### EXERCISE GOAL:
Reproduce every record below exactly as it appears.

A run of records
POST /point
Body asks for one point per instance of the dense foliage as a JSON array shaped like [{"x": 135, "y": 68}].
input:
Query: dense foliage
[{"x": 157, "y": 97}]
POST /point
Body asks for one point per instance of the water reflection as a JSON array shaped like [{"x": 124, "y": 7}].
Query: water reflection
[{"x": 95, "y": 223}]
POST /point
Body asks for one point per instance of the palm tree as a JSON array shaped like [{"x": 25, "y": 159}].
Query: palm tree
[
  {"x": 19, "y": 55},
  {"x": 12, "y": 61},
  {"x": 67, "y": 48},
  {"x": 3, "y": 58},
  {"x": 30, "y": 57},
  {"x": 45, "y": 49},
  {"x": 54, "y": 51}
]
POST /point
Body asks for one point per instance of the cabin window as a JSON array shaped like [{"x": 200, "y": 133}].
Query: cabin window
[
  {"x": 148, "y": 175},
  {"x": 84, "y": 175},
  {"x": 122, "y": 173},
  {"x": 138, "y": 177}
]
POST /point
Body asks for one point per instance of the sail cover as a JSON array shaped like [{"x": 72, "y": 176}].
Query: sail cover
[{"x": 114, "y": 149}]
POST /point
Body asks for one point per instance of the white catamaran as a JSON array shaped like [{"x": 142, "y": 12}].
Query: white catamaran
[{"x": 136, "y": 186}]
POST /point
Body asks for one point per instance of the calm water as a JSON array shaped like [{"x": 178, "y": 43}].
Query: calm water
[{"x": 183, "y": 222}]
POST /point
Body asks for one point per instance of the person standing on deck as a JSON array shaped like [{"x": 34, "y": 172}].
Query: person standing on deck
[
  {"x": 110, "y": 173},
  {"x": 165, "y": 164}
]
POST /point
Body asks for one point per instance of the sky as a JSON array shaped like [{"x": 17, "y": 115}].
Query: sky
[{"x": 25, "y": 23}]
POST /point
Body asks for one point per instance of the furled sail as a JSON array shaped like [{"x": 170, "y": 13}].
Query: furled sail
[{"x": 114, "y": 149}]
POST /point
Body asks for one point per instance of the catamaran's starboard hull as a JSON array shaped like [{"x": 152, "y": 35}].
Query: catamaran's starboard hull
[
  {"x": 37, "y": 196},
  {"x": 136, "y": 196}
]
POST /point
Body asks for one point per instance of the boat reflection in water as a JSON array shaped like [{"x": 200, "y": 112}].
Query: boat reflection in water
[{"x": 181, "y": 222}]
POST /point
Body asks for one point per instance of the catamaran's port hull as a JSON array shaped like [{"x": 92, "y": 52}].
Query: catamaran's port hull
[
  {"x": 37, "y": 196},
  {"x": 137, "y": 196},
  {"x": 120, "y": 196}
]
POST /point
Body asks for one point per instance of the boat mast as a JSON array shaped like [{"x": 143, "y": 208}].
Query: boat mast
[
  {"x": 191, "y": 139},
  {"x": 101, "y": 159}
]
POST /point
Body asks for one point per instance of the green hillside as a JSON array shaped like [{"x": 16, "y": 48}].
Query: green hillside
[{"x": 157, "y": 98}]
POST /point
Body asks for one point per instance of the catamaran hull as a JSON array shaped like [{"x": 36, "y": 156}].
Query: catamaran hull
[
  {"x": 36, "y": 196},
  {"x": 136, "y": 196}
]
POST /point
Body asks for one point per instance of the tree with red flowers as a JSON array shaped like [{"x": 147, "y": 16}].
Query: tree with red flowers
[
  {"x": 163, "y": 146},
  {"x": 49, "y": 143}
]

### EXERCISE ANSWER:
POST /point
Body asks for one point per instance of the dense foliage as a JSON array shaped like [{"x": 135, "y": 68}].
input:
Query: dense foliage
[{"x": 157, "y": 97}]
POST /point
Body asks for one point per instance of the water reflection as a JSON array shaped like [{"x": 124, "y": 7}].
Query: water reflection
[{"x": 95, "y": 223}]
POST /point
Body asks for one point per instance of the palm tree as a JSON array shaped like [{"x": 25, "y": 159}].
Query: palm tree
[
  {"x": 19, "y": 55},
  {"x": 12, "y": 61},
  {"x": 67, "y": 48},
  {"x": 3, "y": 58},
  {"x": 30, "y": 57},
  {"x": 45, "y": 49},
  {"x": 54, "y": 51}
]
POST /point
Body asks for one point per instance of the cabin window as a JSON array shaped like [{"x": 200, "y": 133}].
Query: cabin window
[
  {"x": 148, "y": 175},
  {"x": 84, "y": 175},
  {"x": 122, "y": 173},
  {"x": 138, "y": 177}
]
POST /point
Body asks for one point per instance of the sail cover as a JSON array shaped like [{"x": 72, "y": 176}].
Query: sail cover
[{"x": 114, "y": 149}]
POST /point
Body asks for one point per instance of the white catamaran as a JSON array shaped like [{"x": 142, "y": 12}].
Query: white catamaran
[{"x": 136, "y": 186}]
POST /point
Body asks for one point per instance of the calm water as a JSON array shaped like [{"x": 178, "y": 43}].
Query: calm water
[{"x": 183, "y": 222}]
POST /point
Body asks for one point per instance of the person standing on deck as a JSON array shaped like [{"x": 34, "y": 172}].
Query: person standing on deck
[
  {"x": 110, "y": 173},
  {"x": 165, "y": 164}
]
POST /point
Body asks for one point per instance of the sky as a JSON array shaped like [{"x": 17, "y": 115}].
Query: sky
[{"x": 25, "y": 23}]
POST /point
Body asks for one point per instance of the furled sail as a JSON array shaped like [{"x": 170, "y": 13}].
Query: furled sail
[{"x": 114, "y": 149}]
POST /point
Body asks for one point per instance of the catamaran's starboard hull as a JSON array shaped like [{"x": 152, "y": 35}].
Query: catamaran's starboard hull
[
  {"x": 37, "y": 196},
  {"x": 136, "y": 196}
]
POST /point
Body asks for one point per instance of the boat reflection in water as a JSON array shaped like [{"x": 200, "y": 112}].
Query: boat reflection in water
[{"x": 181, "y": 222}]
POST /point
Body asks for one point per instance of the catamaran's port hull as a JSON array shaped like [{"x": 92, "y": 52}].
Query: catamaran's port hull
[
  {"x": 37, "y": 196},
  {"x": 137, "y": 196},
  {"x": 120, "y": 196}
]
POST /point
Body asks for one point per instance of the boat mast as a JSON array shaped like [{"x": 143, "y": 208}].
Query: boat mast
[
  {"x": 191, "y": 139},
  {"x": 101, "y": 159}
]
POST /point
Body asks for one point per instance of the green hillside as a JSON array shaped like [{"x": 16, "y": 48}].
Query: green hillside
[{"x": 157, "y": 98}]
POST /point
Body asks for one point per instance of the catamaran hull as a JSON array shaped like [{"x": 36, "y": 156}].
Query: catamaran hull
[
  {"x": 36, "y": 196},
  {"x": 136, "y": 196}
]
POST /point
Body asks for one point per instance of the tree with red flowers as a JSON array shaped like [{"x": 147, "y": 16}].
Query: tree with red flowers
[
  {"x": 163, "y": 146},
  {"x": 49, "y": 143}
]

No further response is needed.